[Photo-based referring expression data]
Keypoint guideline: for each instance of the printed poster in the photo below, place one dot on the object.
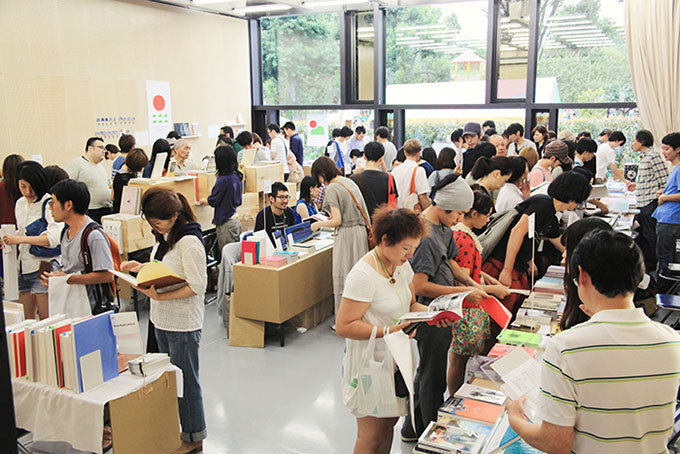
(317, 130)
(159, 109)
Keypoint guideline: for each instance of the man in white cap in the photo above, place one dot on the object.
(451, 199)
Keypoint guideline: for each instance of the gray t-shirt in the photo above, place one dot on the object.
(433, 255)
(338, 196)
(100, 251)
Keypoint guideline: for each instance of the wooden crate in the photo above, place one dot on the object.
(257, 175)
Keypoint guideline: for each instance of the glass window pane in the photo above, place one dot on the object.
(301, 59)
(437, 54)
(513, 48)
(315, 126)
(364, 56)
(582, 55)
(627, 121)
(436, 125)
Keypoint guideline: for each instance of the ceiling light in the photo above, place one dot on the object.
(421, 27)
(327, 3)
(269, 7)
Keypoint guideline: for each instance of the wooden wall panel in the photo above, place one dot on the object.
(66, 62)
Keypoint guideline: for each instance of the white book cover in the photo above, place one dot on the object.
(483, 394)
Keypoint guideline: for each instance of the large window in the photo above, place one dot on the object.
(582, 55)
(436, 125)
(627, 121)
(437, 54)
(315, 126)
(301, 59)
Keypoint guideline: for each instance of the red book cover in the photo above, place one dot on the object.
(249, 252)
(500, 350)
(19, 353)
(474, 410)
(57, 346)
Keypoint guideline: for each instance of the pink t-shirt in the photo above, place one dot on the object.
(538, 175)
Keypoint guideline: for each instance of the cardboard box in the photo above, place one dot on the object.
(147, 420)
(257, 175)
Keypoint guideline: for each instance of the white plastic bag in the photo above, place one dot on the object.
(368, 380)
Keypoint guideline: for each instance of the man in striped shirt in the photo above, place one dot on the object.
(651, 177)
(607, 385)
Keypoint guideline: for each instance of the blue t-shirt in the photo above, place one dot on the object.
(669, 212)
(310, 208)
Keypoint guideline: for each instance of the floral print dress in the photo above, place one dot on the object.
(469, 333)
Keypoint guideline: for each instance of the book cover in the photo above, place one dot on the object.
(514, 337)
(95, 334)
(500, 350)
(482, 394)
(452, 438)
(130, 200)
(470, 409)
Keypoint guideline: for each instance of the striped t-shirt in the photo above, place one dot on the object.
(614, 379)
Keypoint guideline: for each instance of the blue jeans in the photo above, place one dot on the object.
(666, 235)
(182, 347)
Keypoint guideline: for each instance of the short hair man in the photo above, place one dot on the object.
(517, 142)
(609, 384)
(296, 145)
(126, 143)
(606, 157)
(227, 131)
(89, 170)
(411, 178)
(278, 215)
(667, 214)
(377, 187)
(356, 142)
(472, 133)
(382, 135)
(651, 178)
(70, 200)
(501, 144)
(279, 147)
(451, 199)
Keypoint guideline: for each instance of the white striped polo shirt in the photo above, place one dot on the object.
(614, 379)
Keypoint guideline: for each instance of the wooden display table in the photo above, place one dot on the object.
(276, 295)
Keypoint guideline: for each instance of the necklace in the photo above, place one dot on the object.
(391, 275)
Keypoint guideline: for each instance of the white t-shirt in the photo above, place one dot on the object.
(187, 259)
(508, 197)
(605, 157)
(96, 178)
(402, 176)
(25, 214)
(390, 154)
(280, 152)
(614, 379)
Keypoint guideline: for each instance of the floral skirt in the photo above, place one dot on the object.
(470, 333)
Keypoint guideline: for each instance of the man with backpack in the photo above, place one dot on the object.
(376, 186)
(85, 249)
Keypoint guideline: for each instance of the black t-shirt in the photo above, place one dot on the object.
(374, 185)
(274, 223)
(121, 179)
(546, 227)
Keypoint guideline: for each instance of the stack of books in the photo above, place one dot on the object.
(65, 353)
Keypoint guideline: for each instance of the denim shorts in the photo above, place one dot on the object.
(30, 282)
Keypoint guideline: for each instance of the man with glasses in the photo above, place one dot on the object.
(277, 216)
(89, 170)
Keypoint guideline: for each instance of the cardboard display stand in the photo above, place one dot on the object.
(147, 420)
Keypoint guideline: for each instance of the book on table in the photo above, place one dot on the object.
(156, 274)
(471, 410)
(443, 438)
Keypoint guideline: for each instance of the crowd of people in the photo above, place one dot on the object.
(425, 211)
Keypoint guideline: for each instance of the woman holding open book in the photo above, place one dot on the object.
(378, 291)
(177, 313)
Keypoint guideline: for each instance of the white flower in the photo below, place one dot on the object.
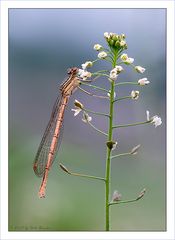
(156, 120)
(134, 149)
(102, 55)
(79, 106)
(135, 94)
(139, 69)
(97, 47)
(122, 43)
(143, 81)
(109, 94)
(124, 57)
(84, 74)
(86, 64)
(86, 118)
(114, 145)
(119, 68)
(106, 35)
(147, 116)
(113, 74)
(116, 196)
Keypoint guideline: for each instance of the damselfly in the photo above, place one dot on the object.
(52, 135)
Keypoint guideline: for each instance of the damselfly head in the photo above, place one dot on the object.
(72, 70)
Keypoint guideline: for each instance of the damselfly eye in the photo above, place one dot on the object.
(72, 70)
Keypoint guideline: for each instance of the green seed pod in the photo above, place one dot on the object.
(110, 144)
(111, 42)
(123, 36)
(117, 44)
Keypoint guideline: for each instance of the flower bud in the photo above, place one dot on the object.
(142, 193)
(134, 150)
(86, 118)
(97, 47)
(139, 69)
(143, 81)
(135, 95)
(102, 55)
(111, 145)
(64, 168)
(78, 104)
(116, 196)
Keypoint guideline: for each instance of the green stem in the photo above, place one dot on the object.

• [What you have to do]:
Without the pictures, reproduce every entry exactly as written.

• [Response for this exercise]:
Keypoint guideline: for each instance of the printed poster in the photo below, place one dot on the object.
(317, 130)
(159, 109)
Keypoint guideline: for each instance of the man in white cap in the photo above, place one dot on the object.
(451, 199)
Keypoint guideline: for each instance of the gray t-shirt in the photo above, place one dot on the object.
(433, 255)
(338, 196)
(100, 251)
Keypoint guideline: for each instance of the wooden crate in the photo above, place one dot on the object.
(257, 175)
Keypoint guideline: for each instance of the glass window pane in the photo above, place one dot on the object.
(301, 59)
(437, 54)
(513, 48)
(315, 126)
(364, 56)
(582, 55)
(627, 121)
(436, 125)
Keypoint guideline: for each instance of the ceiling light in the photo above, place one dot on the object.
(421, 27)
(327, 3)
(269, 7)
Keypoint guideline: for each instance of the wooden wall panel in the photo above, place one dot on the object.
(66, 62)
Keypoint guideline: for each instance of the white book cover in the photo above, place one dot on the object.
(483, 394)
Keypoint guideline: for each instance of the large window in the photo above, place one dot on the object.
(582, 55)
(436, 125)
(627, 121)
(437, 54)
(315, 126)
(301, 59)
Keypoint guideline: for each instance of the red book cover in the photo above, place one dot on the object.
(249, 252)
(500, 350)
(19, 353)
(474, 410)
(57, 346)
Keypoint guideline: for each instance of the pink t-shirt in the photo above, place one dot on the object.
(538, 175)
Keypoint guideline: for each instance of the cardboard box in the photo above, place one dot on the object.
(147, 420)
(257, 175)
Keypoint guideline: for each instance of the white plastic bag in the photo above, place one dot on the object.
(368, 380)
Keypoint guideline: for each instance of the man in striped shirt in the photo above, place one dot on the object.
(651, 177)
(607, 385)
Keypoint guideline: for each instance of the blue t-shirt in the photo above, place one dot on the object.
(669, 212)
(310, 208)
Keypoint guideline: for each instance of the floral print dress in the photo above, place one dot on the object.
(469, 333)
Keypoint guideline: for each instance of the book cover in the photo above, place one dot on the object.
(514, 337)
(95, 334)
(500, 350)
(482, 394)
(452, 438)
(130, 200)
(470, 409)
Keypoint guideline: for each instance of the striped t-shirt in the photo above, place one dot on the object.
(614, 379)
Keypoint guideline: for each instance of the blue jeans in the photo above, place one dot on the object.
(666, 235)
(182, 347)
Keypoint guideline: for each instance of the short hair man in the photo above, place one dot on the object.
(517, 142)
(609, 384)
(296, 145)
(126, 143)
(606, 157)
(227, 131)
(89, 170)
(411, 178)
(278, 215)
(667, 214)
(377, 187)
(356, 142)
(472, 133)
(382, 135)
(651, 178)
(70, 200)
(501, 144)
(279, 147)
(451, 199)
Keypoint guideline: for each instance of the white striped polo shirt in the photo above, place one dot on the object.
(614, 379)
Keypoint guideline: for each instance of the wooden display table in the photo above, place one dot on the object.
(276, 295)
Keypoint guideline: for each instance of the necklace in the photo above, place one dot on the object.
(391, 275)
Keypoint guideline: for each instance of the white t-shirt in the photo above, place one dot on the object.
(187, 259)
(508, 197)
(605, 157)
(96, 178)
(402, 176)
(25, 214)
(390, 154)
(280, 152)
(614, 379)
Keypoint guideline: for each instance of the floral skirt in the photo above, place one dot on the object.
(470, 333)
Keypoint guideline: for each instance of the man with backpack in the photo above, place one dot on the object.
(376, 186)
(85, 249)
Keypoint guideline: for each instance of the black t-shirt in the photo above, place one dot on the object.
(374, 185)
(274, 223)
(121, 179)
(546, 227)
Keypoint guideline: for each instance of the stack of books in the photo above, place one dot on the object.
(65, 353)
Keypoint guideline: for each instance of the denim shorts in the photo above, place one dot on the object.
(30, 282)
Keypoint guideline: for each instance of the man with glasses in the photo above, place one dot on the object.
(277, 216)
(89, 170)
Keypoint guideline: for each instance of the cardboard display stand in the photo above, place one dot on the object.
(147, 420)
Keypoint guideline: for each instance of the book on table in the photo above, place one dot on the object.
(156, 274)
(471, 410)
(443, 438)
Keypoint guideline: for each instance of the crowd of people in the photo above, place one dot on the object.
(425, 211)
Keypoint guideline: for each instance of the woman holding open book in the photo above, place one dot on the object.
(378, 291)
(177, 313)
Keypoint guideline: for each instance of the white flower in the photo below, place one dot on the object.
(156, 120)
(134, 149)
(102, 55)
(79, 106)
(135, 94)
(139, 69)
(97, 47)
(122, 43)
(143, 81)
(109, 94)
(124, 57)
(84, 74)
(86, 64)
(86, 118)
(114, 145)
(119, 68)
(106, 35)
(147, 116)
(113, 74)
(116, 196)
Keypoint guideline: for each instance of the damselfly in the photo above, place one dot on the object.
(52, 135)
Keypoint guideline: for each instance of the damselfly head in the photo above, place one dot on the object.
(72, 70)
Keypoint guideline: for each instance of the damselfly eye in the photo above, place one dot on the object.
(72, 70)
Keypoint guideline: for each instance of the green seed pod in the photo above, place one dot on the object.
(110, 144)
(111, 42)
(123, 36)
(117, 44)
Keypoint guideline: for each instance of the flower bud in the photo above, place one dot on the object.
(142, 193)
(134, 150)
(86, 118)
(97, 47)
(139, 69)
(143, 81)
(135, 95)
(102, 55)
(111, 145)
(64, 168)
(78, 104)
(116, 196)
Keypoint guideline: for each instance of the green stem in the photo above, place one dot on the object.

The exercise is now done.